= Beginning of Section =
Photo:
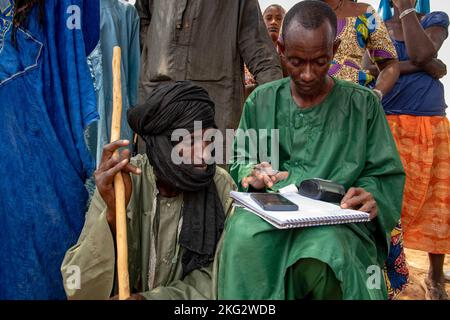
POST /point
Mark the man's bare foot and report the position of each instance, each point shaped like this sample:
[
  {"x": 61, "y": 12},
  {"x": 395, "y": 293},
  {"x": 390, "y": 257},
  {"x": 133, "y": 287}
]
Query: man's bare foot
[{"x": 434, "y": 290}]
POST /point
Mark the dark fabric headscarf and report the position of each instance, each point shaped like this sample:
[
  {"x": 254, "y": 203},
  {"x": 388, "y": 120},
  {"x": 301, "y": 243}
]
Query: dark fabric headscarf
[{"x": 171, "y": 106}]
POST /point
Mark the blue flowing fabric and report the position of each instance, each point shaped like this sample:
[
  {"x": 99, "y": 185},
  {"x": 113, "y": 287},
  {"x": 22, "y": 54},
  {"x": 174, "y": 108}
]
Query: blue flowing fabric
= End of Section =
BRIEF: Set down every record above exactly as it stands, but skip the pictures.

ANSWER TO THIS PROBLEM:
Photo:
POST /point
Mark the man's bare foot and report the position of each instance, each point shaped like this sample:
[
  {"x": 61, "y": 12},
  {"x": 395, "y": 293},
  {"x": 390, "y": 257},
  {"x": 133, "y": 287}
]
Query: man's bare foot
[{"x": 434, "y": 290}]
POST /point
Mark the dark fabric headscarf and report the position of each instance, each point shaped like this sample:
[
  {"x": 254, "y": 203},
  {"x": 388, "y": 120},
  {"x": 301, "y": 243}
]
Query: dark fabric headscarf
[{"x": 171, "y": 106}]
POST /point
Mark the blue flowing fabric and report the position of each instance, each point shaped like this sample:
[
  {"x": 99, "y": 185},
  {"x": 113, "y": 287},
  {"x": 22, "y": 54},
  {"x": 174, "y": 108}
]
Query: blue flowing fabric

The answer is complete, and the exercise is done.